Available data:
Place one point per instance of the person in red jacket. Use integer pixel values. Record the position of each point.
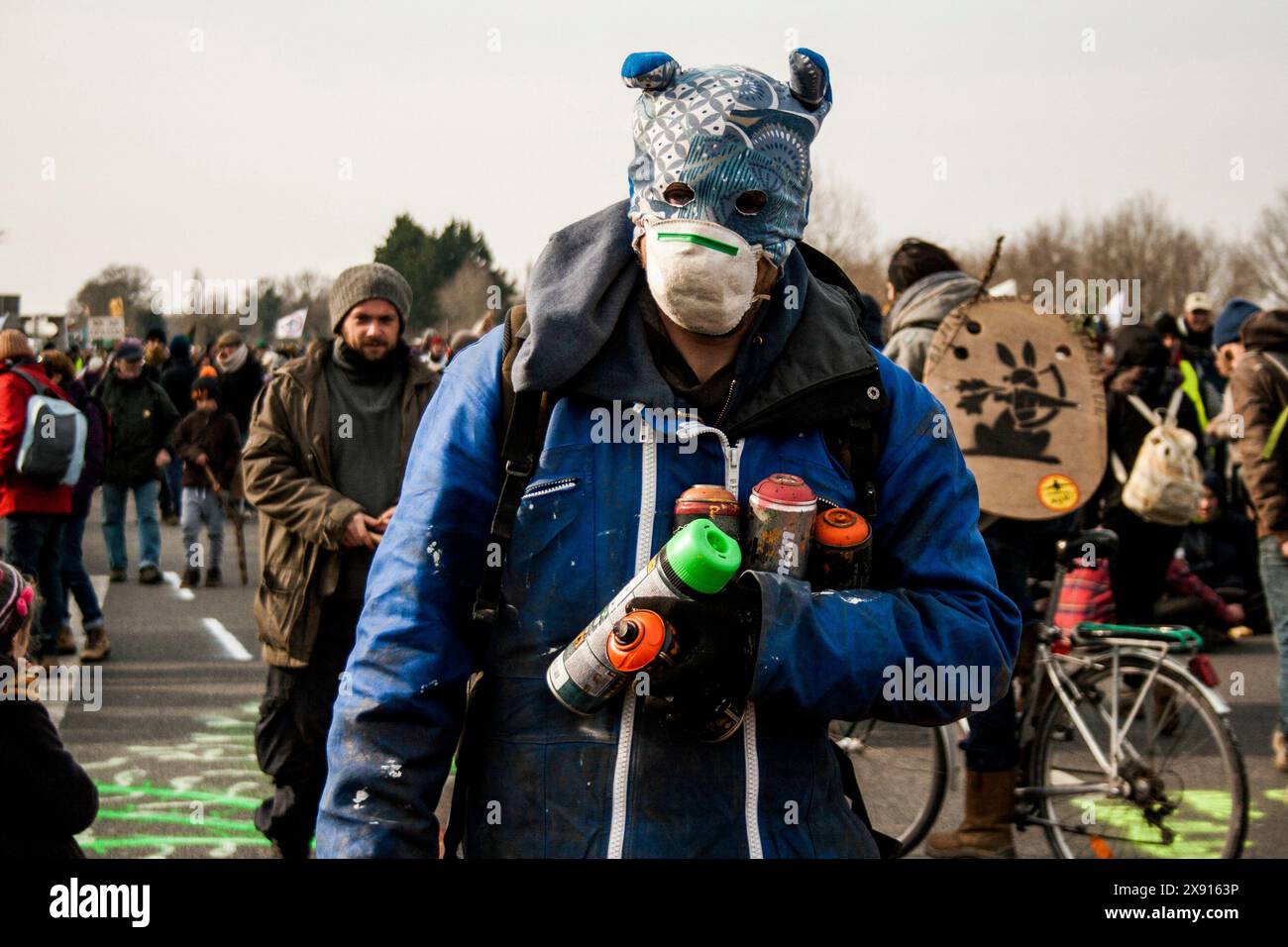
(35, 512)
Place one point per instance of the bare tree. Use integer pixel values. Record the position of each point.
(841, 227)
(464, 298)
(1267, 252)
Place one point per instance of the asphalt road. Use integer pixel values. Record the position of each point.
(171, 745)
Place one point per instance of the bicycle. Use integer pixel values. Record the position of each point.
(1125, 750)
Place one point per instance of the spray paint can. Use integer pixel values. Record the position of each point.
(709, 501)
(696, 562)
(639, 639)
(842, 548)
(780, 522)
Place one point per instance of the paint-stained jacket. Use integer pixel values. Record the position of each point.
(286, 466)
(619, 783)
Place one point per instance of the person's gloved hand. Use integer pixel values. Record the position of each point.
(706, 688)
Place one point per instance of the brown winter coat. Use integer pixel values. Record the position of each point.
(1260, 392)
(301, 515)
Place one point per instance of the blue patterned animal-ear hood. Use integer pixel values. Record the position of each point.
(726, 132)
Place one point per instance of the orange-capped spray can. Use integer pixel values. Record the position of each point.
(639, 639)
(842, 548)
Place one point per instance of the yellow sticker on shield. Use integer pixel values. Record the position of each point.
(1057, 492)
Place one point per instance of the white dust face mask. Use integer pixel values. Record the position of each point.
(702, 274)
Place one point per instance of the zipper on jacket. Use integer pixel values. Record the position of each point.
(751, 801)
(549, 487)
(732, 451)
(626, 729)
(728, 399)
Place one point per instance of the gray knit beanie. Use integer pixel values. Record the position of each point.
(369, 281)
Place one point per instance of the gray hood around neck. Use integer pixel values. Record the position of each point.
(912, 321)
(578, 342)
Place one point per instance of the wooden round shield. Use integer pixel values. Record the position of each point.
(1025, 399)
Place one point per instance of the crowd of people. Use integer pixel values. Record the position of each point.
(421, 526)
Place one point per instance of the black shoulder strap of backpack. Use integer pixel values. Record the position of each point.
(855, 442)
(524, 416)
(42, 386)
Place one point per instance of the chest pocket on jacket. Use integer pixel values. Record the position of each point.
(550, 575)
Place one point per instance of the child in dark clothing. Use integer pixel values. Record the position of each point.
(209, 444)
(46, 792)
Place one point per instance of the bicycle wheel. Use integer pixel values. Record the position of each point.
(902, 772)
(1179, 789)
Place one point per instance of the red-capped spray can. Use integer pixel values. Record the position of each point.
(780, 525)
(708, 501)
(842, 549)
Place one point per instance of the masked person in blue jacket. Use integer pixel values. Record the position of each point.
(728, 351)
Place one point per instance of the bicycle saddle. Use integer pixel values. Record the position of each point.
(1072, 549)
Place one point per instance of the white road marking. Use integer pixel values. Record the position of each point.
(226, 638)
(171, 579)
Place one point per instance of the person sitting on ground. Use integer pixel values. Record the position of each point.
(209, 442)
(46, 792)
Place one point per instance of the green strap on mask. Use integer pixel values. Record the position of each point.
(700, 241)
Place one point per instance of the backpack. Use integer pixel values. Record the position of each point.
(53, 440)
(1166, 480)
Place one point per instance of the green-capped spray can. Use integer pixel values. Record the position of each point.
(697, 561)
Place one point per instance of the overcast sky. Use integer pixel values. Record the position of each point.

Work to be completed:
Each line above is to be duplicated exactly, and the pictures are to be omitted.

Task response:
Place one point per instance of the person in red jacket. Use integer pixel values. Record the position of each point.
(35, 512)
Place one point per instance of the bare tree. Use integer pixel values. Record the position of each point.
(841, 227)
(464, 298)
(1267, 252)
Place one point per instance of the asphalt road. Use integer pixel values. Record the position of each point.
(171, 745)
Place one point per instance of the bicycle. Use integer pixel values. Record the position of each point.
(1125, 750)
Place one point per instance of the spray paint can. Use integer pixel values. Record the position of each point.
(709, 501)
(696, 562)
(639, 639)
(842, 548)
(780, 522)
Place one point per instance of the paint-stained jacket. Use integer pixel values. Record the position of each point.
(286, 466)
(619, 783)
Place one point per instance of the person's gloved hand. Use integer pixel values. Record the position of each point.
(706, 688)
Place one point per instance of the brown winter coat. Use integer pixel values. Record the position of each point.
(1260, 392)
(301, 515)
Place one point per instance of the blue patterned animal-ear hood. Use integer pixel values. Record the position of each point.
(726, 132)
Place one point per instance of the orange-capped spray can. Use integer pixel values. Record the position of each point.
(639, 639)
(842, 548)
Place one point per instance of the yellow sticker on shield. Use integer pixel values. Record the position of each point.
(1057, 492)
Place one point per instance of the white dust face mask. Use integer pixel values. Record the position of each point.
(702, 274)
Place one point per instance of the zipper on jacket. Use integer pixel values. Record the position of each point.
(751, 801)
(549, 487)
(732, 451)
(626, 729)
(728, 399)
Place one point per instance of the gray knit beanie. Use integer pixel values. Record the position of each point.
(369, 281)
Place one point per instance of the gray hood around neck. Use integer pixel values. Record the position of each point.
(912, 321)
(578, 342)
Place one point per instance of the wooden round shield. Use integer pixel values. Record the position of each point.
(1025, 399)
Place one point per instance of the crowd of people. Use integer pixel values. Record the position of each point.
(421, 526)
Place one point per instance of the black shoulder strap of backpack. Use integer pixel values. Record the position of each point.
(855, 442)
(524, 416)
(42, 386)
Place one point per instance of the chest pocket on jacket. Use integer pixel values. Record the position of each point.
(550, 575)
Place one point per instance of the child in dark clothing. Use integer pixel values. Record the position of each point.
(209, 444)
(46, 792)
Place one point per instance of the bicycle wheel. Use integer pixel values. Record the position of each point.
(902, 772)
(1179, 789)
Place one point per instance of the red-capped spray can. Use integer pixel values. Record the position of each point.
(780, 525)
(708, 501)
(842, 549)
Place one point per instance of the masked person in blue jacket. Use integer pixel values. Record the position of each point.
(728, 351)
Place one point per instance of the bicycle saddle. Use integer pixel values. Record the position of each point.
(1072, 549)
Place one point per instance of the white road marking. Use integer pixel values. Record the position of each point.
(226, 638)
(171, 579)
Place one point per instance of the person sitting on ground. Use integer pixel values. Record the position of each point.
(209, 442)
(46, 792)
Place one point per instance of the green strap on mask. Use integer pixel values. Record the position of each point.
(700, 241)
Place one point per instance of the backpack. Use integer pixel values. Record the position of each point.
(53, 440)
(1166, 480)
Place one point per instance of the green-capped spray can. Use integer pixel values. Record the position of each point.
(697, 561)
Place one point per instance of the overcast sky. Use integer pixel values. Record the position of each point.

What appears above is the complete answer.